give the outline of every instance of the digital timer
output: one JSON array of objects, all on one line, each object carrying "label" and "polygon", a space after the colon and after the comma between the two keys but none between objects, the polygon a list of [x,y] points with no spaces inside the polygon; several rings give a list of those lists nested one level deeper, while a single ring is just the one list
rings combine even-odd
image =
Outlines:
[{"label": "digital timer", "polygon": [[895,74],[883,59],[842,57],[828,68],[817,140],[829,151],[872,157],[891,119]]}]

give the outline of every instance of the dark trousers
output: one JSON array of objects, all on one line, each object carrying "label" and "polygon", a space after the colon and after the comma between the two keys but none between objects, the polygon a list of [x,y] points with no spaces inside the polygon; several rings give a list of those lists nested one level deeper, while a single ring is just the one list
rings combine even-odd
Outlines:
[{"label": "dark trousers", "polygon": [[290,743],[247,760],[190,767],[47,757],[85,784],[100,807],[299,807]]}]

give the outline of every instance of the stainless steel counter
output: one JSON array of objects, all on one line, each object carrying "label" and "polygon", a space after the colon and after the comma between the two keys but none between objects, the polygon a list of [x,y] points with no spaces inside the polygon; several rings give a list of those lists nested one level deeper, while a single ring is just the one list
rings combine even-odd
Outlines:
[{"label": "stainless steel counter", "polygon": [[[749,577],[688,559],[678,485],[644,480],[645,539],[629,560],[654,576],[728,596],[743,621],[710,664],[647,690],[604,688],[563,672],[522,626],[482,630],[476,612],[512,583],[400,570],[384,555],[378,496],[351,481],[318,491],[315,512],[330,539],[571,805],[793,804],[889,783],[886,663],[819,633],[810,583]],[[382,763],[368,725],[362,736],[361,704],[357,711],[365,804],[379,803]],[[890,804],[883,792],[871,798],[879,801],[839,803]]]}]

## Exercise directions
Can you lay out everything from the line containing "give the outline of every instance of the stainless" down to the end of the entries as a two-column CSV with the columns instruction and output, one row per entry? Put each entry's text and its answer in a single quoted field each, with line breaks turned into spaces.

## The solution
instruction,output
"give the outline of every instance of the stainless steel counter output: one JSON array of objects, all on one line, each object carrying ""label"" and ""polygon"", a space after the colon and after the comma between the two keys but none between objects, the polygon a list of [x,y] points with no spaces inside the polygon; several rings give a list of those lists nested one level deeper, while a single ring is just the one list rings combine even-odd Outlines:","[{""label"": ""stainless steel counter"", ""polygon"": [[[749,577],[688,559],[678,485],[644,480],[645,539],[629,560],[654,576],[728,596],[743,621],[710,664],[647,690],[604,688],[563,672],[522,626],[482,630],[476,612],[512,583],[400,570],[384,555],[378,496],[351,481],[318,491],[315,512],[330,539],[571,805],[793,804],[889,783],[886,663],[819,633],[810,583]],[[382,763],[368,725],[362,736],[361,704],[357,711],[365,804],[379,803]],[[890,804],[883,792],[871,798],[879,801],[839,803]]]}]"